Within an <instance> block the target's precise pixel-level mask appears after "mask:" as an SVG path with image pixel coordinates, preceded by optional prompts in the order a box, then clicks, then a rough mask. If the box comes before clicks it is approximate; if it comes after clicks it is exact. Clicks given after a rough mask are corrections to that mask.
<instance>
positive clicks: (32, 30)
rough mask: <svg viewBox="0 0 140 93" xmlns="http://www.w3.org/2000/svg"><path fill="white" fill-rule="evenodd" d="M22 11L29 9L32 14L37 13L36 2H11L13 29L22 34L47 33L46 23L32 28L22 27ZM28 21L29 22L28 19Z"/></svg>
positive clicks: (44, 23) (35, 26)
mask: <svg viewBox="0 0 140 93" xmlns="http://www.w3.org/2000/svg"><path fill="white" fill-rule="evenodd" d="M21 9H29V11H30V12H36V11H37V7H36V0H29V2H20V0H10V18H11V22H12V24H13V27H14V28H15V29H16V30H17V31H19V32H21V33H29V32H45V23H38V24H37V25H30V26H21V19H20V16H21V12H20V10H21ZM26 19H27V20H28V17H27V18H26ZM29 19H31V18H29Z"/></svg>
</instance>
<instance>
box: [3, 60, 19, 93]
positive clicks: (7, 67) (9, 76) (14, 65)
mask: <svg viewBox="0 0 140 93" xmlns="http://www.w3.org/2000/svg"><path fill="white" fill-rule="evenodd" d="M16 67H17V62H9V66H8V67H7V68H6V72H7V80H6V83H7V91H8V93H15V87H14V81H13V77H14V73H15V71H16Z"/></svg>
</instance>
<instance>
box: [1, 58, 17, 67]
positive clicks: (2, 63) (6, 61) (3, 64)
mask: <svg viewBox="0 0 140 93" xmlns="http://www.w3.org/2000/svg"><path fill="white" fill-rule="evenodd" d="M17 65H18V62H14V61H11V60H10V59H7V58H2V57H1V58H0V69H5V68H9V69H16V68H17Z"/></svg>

**THE TASK**
Please reproduce the listing above line for line, without changing anything.

**TASK SOLUTION**
Within an <instance> block the target's precise pixel-level mask appears after "mask:" as an SVG path with image pixel coordinates, preceded by optional prompts in the order a box, then clicks, then a rough mask. If the box comes before clicks it is approximate; if it comes after clicks it is exact. Clicks given after a rough mask are corrections to that mask.
<instance>
positive clicks: (32, 30)
rough mask: <svg viewBox="0 0 140 93" xmlns="http://www.w3.org/2000/svg"><path fill="white" fill-rule="evenodd" d="M22 11L29 9L32 14L37 13L36 2H11L13 29L22 34L47 33L46 23L32 28L22 27ZM28 21L29 22L28 19Z"/></svg>
positive clicks: (44, 23) (35, 26)
mask: <svg viewBox="0 0 140 93" xmlns="http://www.w3.org/2000/svg"><path fill="white" fill-rule="evenodd" d="M21 9H29V11H30V12H36V11H37V7H36V0H29V2H20V0H10V18H11V22H12V24H13V27H14V28H15V29H16V30H17V31H19V32H21V33H29V32H45V23H38V24H37V25H30V26H21V19H20V16H21V12H20V10H21ZM26 19H27V20H28V17H27V18H26ZM29 19H31V18H29Z"/></svg>
</instance>
<instance>
box: [3, 60, 19, 93]
positive clicks: (7, 67) (9, 76) (14, 65)
mask: <svg viewBox="0 0 140 93" xmlns="http://www.w3.org/2000/svg"><path fill="white" fill-rule="evenodd" d="M16 67H17V62H9V66H8V67H7V68H6V72H7V80H6V83H7V91H8V93H15V87H14V81H13V77H14V73H15V71H16Z"/></svg>
</instance>
<instance>
box: [1, 58, 17, 67]
positive clicks: (2, 63) (6, 61) (3, 64)
mask: <svg viewBox="0 0 140 93" xmlns="http://www.w3.org/2000/svg"><path fill="white" fill-rule="evenodd" d="M17 65H18V62H14V61H11V60H10V59H7V58H2V57H1V58H0V69H5V68H9V69H16V68H17Z"/></svg>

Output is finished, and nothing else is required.